**Check your understanding:**
1. Decide whether each statement agrees with the report on oil prices below. (a) U.S. crude futures in New York rose 58 cents to $27.29 a barrel. (b) Brent crude oil fell in London. (c) Amuay-Cardon is described as the western hemisphere's largest oil refinery. For each, answer yes or no and quote the words of the report that decide it.
2. Rewrite the report on oil prices from "Shipping agents said" to "the United States.", swapping "state oil company" for "national oil firm".
3. Carry the report on rising oil prices forward, writing on from its final sentence.

**Excerpt provided:**
►

Updated

Oil prices jumped more than 2 percent Thursday as a strike in Venezuela sliced into refining and shipping operations in the world's fifth largest exporter.

A fierce snowstorm in the U.S. Northeast, the country's biggest user of heating oil, also boosted prices, with U.S. winter fuel supplies running below normal levels.

U.S. crude futures in New York rose 58 cents to $27.29 a barrel, and international benchmark Brent crude oil jumped 62 cents to $25.80 per barrel in London.

"Venezuelan exports are going to be disrupted with the ports closed," said Nauman Barakat, a trader at FIMAT International Banque. "That really pushed the market up."

Shipping agents said Venezuela's main oil export terminals had stopped loading Thursday morning on the fourth day of a strike called by the opposition to force a referendum on the presidency of Hugo Chavez.

The state oil company said it had slashed processing rates at the western hemisphere's largest oil refinery Amuay-Cardon, a major supplier of gasoline and heating oil to the United States.

◄

**Material supplied:**
►

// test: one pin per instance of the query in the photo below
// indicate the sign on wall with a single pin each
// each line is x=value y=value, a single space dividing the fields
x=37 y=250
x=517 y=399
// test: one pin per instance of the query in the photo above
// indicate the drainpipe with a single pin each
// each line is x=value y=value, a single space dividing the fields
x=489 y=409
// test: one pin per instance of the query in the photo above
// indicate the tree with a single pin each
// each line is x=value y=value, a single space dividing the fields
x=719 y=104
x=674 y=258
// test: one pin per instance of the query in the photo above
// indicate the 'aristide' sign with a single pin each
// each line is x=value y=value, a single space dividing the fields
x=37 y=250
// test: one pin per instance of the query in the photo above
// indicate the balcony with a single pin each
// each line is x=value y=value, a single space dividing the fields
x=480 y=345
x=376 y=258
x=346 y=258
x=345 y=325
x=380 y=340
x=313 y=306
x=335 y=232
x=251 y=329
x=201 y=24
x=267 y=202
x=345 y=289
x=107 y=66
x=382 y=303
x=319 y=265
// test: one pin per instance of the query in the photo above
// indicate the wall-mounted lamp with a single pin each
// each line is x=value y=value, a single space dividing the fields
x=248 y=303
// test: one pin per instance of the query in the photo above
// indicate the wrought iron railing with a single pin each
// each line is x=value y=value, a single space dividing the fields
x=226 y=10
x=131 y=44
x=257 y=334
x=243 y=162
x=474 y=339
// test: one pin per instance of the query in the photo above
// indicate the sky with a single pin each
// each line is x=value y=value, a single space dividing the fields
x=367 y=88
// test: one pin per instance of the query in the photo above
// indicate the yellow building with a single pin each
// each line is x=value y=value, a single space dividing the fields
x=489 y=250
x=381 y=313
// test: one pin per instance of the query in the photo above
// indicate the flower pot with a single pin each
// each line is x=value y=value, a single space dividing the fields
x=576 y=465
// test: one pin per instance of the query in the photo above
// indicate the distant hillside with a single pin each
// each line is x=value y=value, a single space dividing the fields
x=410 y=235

◄
►

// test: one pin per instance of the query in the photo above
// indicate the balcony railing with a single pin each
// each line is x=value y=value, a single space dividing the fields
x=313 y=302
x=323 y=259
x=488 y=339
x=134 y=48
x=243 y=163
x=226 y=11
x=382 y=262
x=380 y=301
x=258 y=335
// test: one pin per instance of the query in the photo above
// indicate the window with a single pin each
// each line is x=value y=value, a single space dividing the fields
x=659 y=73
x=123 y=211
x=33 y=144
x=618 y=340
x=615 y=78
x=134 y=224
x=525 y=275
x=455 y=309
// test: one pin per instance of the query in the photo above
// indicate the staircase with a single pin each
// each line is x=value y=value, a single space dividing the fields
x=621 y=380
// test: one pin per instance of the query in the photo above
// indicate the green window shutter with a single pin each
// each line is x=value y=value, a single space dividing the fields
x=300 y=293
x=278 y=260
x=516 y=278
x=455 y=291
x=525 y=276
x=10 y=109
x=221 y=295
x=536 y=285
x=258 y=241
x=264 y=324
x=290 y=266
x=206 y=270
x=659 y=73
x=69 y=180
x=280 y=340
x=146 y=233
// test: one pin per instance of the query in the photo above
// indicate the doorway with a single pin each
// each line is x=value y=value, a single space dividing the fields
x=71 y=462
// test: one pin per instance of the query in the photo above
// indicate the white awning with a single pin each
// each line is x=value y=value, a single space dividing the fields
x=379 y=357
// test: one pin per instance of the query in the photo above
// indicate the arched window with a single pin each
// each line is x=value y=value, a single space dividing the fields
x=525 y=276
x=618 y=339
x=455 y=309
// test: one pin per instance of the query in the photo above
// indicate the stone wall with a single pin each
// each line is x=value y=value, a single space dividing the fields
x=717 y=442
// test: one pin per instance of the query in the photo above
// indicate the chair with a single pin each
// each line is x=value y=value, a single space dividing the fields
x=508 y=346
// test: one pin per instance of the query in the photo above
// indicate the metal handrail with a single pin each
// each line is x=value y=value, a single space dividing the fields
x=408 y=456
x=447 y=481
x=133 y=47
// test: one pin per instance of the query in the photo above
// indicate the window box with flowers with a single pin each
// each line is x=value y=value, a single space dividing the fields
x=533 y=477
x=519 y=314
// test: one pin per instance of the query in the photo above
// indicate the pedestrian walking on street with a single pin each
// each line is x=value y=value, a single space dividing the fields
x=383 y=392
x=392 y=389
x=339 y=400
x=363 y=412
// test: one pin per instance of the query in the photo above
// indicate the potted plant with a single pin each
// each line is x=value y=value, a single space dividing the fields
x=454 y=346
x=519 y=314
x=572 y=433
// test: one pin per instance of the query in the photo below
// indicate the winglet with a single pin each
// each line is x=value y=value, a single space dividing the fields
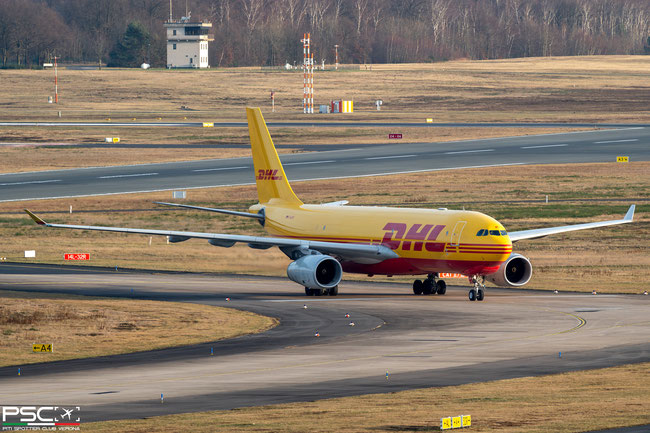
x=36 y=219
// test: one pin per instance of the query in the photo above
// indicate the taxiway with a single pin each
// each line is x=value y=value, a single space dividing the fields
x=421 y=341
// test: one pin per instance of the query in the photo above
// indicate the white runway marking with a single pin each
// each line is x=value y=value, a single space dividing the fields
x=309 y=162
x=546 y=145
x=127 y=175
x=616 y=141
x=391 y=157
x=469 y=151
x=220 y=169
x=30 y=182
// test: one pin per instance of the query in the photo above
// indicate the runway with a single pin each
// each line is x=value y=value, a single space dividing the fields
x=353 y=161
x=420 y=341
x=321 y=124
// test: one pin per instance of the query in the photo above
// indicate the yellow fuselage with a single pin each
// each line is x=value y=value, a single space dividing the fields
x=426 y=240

◄

**Per-task answers:**
1.
(a) Yes: "U.S. crude futures in New York rose 58 cents to $27.29 a barrel"
(b) No: "international benchmark Brent crude oil jumped 62 cents to $25.80 per barrel in London"
(c) Yes: "the western hemisphere's largest oil refinery Amuay-Cardon"

2.
Shipping agents said Venezuela's main oil export terminals had stopped loading Thursday morning on the fourth day of a strike called by the opposition to force a referendum on the presidency of Hugo Chavez.

The national oil firm said it had slashed processing rates at the western hemisphere's largest oil refinery Amuay-Cardon, a major supplier of gasoline and heating oil to the United States.

3.
Several captains of the state-owned oil tanker fleet joined the action, and Chavez ordered the military to take control of vessels whose crews refused to operate.

OPEC member Venezuela pumps three million barrels per day of crude oil, and supplies 13 percent of U.S. imports.

The strike compounded market fears over oil supply security, already in a high state of alert over the confrontation between Iraq and the United States.

President Saddam Hussein said on Thursday he was ready to give U.N. weapons inspectors a chance to disprove American allegations that Iraq possesses weapons of mass destruction.

But Washington, which has threatened to go to war unless Iraq can prove it has renounced biological, chemical and nuclear arms programs, insisted it had intelligence backing its contention.

No inspections were taking place on Thursday or Friday because of the Muslim Eid al-Fitr holiday, but all eyes were on Sunday's U.N. deadline for Iraq to come clean about its programs.

Iraq insists that, since it has no such programs, it will merely be listing "dual use technology" that has peaceful as well as military applications.

The Middle Eastern country ranked as eighth largest oil exporter last year, selling crude under an exception to United Nations sanctions.

Fears of supply disruption in the event of conflict with Iraq have been offset in recent weeks by a sharp increase in crude supplies from producers in the OPEC cartel.

OPEC's leakage above formal quotas topped three million barrels per day for a second straight month in November, according to a Reuters survey of industry officials and monitors.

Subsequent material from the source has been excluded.